» **OBJETIVO DECLARADO A**
Responda com base no trecho sobre os direitos do povo Guarani:
(i) Segundo os antropólogos, que grupo minoritário se beneficia dos ataques aos direitos indígenas?
(ii) Em que dias de outubro se reuniram em São Paulo os autores da carta?
(iii) Quantas pessoas, aproximadamente, formam hoje o povo Guarani?

» **TRECHO EXTRAÍDO**
------------------------------

Os antropólogos consideram que os ataques aos direitos indígenas são
uma ameaça para toda a sociedade, pois respondem aos interesses de um
grupo minoritário – os latifundiários – que busca apropriar-se
privadamente das riquezas nacionais para seu próprio enriquecimento. “O
drama humanitário pelo qual atravessam as comunidades nas quais
realizamos nossas pesquisas não é tolerável em um Estado Democrático de
Direito, e não cessará enquanto o poder público se recusar a enfrentá-lo
com a seriedade e respeito que requer, preterindo a sua solução em
proveito de interesses eleitorais.”
Confira a íntegra da carta:
Carta pública em defesa aos direitos do Povo Guarani
Nós, estudiosos do povo guarani e outros pesquisadores,
especialistas e professores, reunidos em São Paulo/SP entre os dias 16 e
18 de outubro, durante o Simpósio CEstA nas Redes Guarani, realizado
pelo Centro de Estudos Ameríndios da Universidade de São Paulo, vimos a
público nos manifestar a respeito do grave contexto de ataque aos
direitos indígenas que está hoje em curso, e em cujo epicentro
encontra-se o impasse relacionado ao não reconhecimento dos direitos
territoriais do povo Guarani.
Com suas aldeias distribuídas em um vasto território, que abrange
as regiões Centro-Oeste, Sul e Sudeste, e também algumas localidades na
região norte do Brasil, os Guarani constituem hoje o maior povo indígena
no país, com cerca de sessenta e cinco mil pessoas. Entretanto, por
ocuparem regiões com antigo histórico de colonização, e de grande
interesse para exploração econômica, têm hoje apenas uma fração
insignificante e fragmentada de seu território reconhecida pelo poder
público. A falta de terras é causa fundamental do quadro de
marginalização a que foram submetidos em todas essas regiões, onde
sofrem com a violência, o preconceito e a falta de efetivação de
direitos fundamentais de cidadania.

------------------------------

» **DADOS FORNECIDOS**

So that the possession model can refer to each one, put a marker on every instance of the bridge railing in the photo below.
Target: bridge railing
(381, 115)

------------------------------

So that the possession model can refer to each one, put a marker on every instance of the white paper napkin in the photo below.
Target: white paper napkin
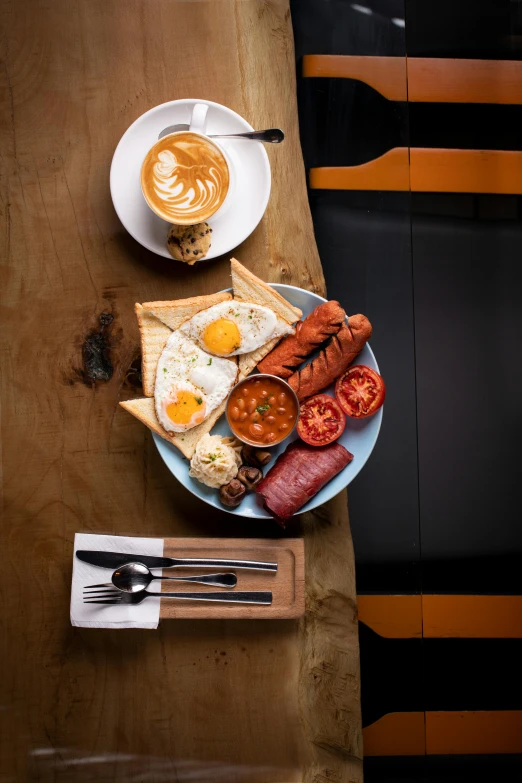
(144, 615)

------------------------------

» **OBJETIVO DECLARADO B**
Extraia dos registros cada linha que contenha a palavra "each". Diferencie maiúsculas de minúsculas.

» **SOLUÇÃO COMPLETA A**
(i) Os latifundiários.
(ii) Entre os dias 16 e 18 de outubro.
(iii) Cerca de sessenta e cinco mil pessoas.

» **SOLUÇÃO COMPLETA B**
So that the possession model can refer to each one, put a marker on every instance of the bridge railing in the photo below.
So that the possession model can refer to each one, put a marker on every instance of the white paper napkin in the photo below.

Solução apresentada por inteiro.